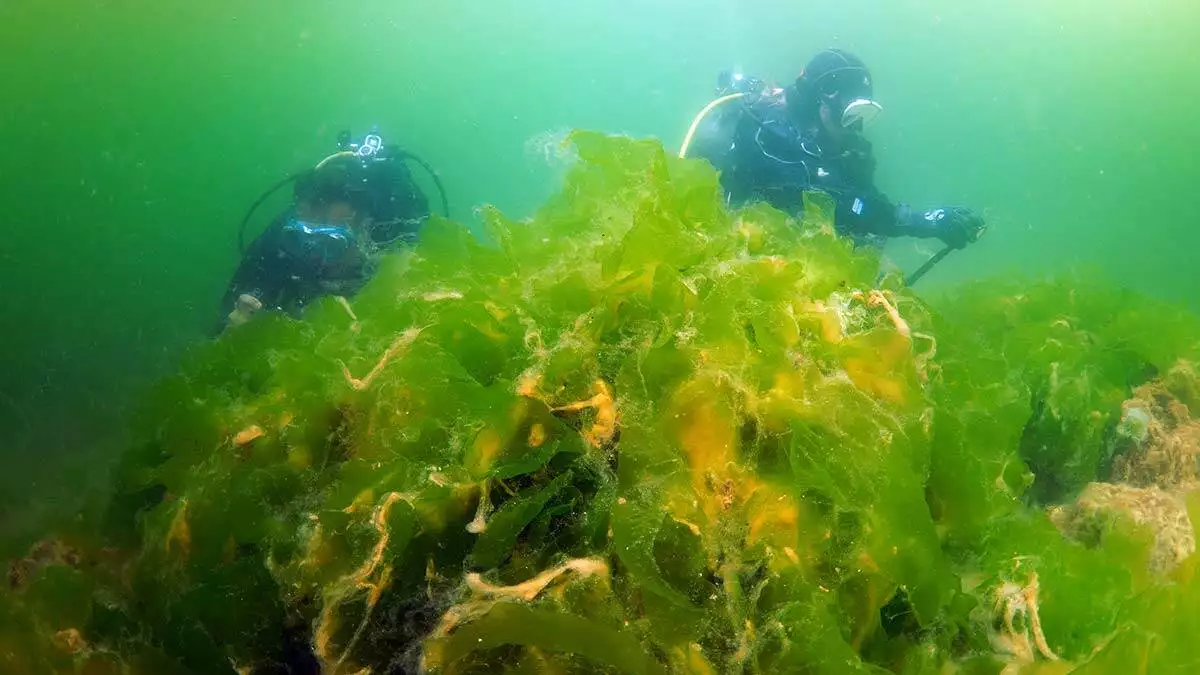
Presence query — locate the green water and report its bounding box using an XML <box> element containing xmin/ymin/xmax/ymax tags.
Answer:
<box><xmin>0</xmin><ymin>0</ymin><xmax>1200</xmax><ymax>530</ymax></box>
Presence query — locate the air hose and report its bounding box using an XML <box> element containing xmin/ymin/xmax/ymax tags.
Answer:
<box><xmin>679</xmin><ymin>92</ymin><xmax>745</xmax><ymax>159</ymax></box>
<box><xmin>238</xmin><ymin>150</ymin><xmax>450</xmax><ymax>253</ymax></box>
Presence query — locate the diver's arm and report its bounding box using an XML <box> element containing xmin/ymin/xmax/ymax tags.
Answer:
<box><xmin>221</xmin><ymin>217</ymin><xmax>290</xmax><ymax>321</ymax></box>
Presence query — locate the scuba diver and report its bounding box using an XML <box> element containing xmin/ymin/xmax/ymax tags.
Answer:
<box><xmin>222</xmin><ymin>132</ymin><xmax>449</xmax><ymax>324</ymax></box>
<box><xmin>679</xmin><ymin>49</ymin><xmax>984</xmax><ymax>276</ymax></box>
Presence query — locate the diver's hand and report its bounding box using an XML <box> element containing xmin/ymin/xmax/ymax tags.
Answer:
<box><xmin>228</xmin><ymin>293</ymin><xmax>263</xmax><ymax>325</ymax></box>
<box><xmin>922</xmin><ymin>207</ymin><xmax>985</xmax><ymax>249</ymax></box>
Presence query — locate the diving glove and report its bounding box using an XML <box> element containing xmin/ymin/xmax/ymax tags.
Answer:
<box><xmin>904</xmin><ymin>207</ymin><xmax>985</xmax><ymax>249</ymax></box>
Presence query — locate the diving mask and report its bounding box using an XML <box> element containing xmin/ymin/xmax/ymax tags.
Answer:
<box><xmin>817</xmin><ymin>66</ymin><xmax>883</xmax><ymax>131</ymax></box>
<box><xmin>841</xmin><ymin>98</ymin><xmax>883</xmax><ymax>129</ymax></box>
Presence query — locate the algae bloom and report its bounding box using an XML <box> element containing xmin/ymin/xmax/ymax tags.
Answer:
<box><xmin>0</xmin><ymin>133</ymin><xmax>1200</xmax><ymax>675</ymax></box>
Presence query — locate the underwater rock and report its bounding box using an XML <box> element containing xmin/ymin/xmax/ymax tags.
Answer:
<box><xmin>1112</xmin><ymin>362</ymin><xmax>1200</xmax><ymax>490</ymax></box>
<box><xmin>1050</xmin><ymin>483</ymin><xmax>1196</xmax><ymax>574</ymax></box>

━━━━

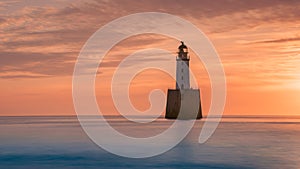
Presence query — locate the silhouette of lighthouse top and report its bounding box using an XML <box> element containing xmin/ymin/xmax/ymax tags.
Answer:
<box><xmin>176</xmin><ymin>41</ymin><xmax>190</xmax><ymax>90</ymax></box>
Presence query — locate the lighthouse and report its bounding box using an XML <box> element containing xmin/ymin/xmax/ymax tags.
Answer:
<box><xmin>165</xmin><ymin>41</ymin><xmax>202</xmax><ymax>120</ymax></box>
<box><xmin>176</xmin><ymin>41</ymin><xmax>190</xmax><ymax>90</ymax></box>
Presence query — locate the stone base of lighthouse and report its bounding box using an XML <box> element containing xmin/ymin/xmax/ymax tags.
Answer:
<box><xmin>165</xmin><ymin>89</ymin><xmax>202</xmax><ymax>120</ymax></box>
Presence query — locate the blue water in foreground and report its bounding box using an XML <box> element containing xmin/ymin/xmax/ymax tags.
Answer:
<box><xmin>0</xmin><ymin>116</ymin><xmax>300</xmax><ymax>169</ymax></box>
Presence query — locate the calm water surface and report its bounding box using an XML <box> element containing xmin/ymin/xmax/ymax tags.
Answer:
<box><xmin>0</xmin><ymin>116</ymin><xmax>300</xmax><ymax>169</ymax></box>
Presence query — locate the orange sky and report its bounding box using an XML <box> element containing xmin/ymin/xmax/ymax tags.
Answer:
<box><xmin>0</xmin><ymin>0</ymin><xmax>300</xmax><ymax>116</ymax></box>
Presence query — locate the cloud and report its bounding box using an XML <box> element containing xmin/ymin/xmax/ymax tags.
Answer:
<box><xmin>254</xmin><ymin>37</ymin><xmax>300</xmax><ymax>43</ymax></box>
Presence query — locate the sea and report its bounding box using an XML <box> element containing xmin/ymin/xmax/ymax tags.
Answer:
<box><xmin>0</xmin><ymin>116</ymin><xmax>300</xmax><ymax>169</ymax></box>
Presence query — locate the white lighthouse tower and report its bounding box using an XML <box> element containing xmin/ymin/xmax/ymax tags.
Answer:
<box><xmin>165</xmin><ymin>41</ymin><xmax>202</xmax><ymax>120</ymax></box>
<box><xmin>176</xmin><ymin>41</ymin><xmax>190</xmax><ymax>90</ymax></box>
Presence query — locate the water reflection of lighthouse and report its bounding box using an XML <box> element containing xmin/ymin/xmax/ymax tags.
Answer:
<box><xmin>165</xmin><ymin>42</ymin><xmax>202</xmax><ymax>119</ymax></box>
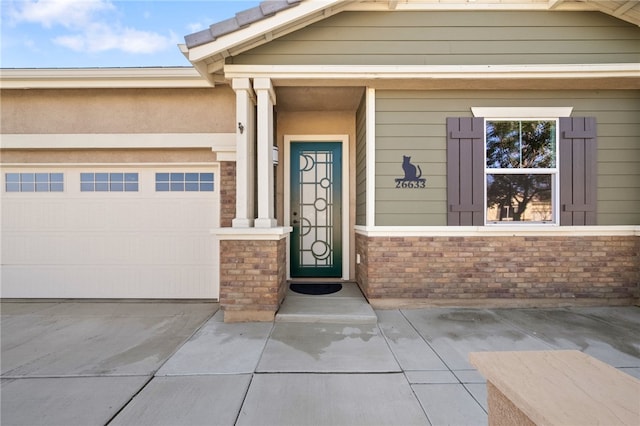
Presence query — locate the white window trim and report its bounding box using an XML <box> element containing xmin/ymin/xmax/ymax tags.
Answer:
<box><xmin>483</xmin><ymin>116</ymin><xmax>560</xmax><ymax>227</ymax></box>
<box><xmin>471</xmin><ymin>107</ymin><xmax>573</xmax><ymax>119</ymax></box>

━━━━

_Do this_
Identify every line in the items above that contains the word "diver", and copy each of those lines.

_Exercise answer_
Presence query — locate the diver's arm and report its bounding box using an XML <box> element containing xmin/ymin/xmax/ymax tags.
Presence query — locate the scuba diver and report its bounding box using an XML <box> element containing xmin/ymin/xmax/ymax tags.
Presence query — locate the diver's hand and report its bounding box using an XML <box> element containing xmin/ymin/xmax/ymax tags.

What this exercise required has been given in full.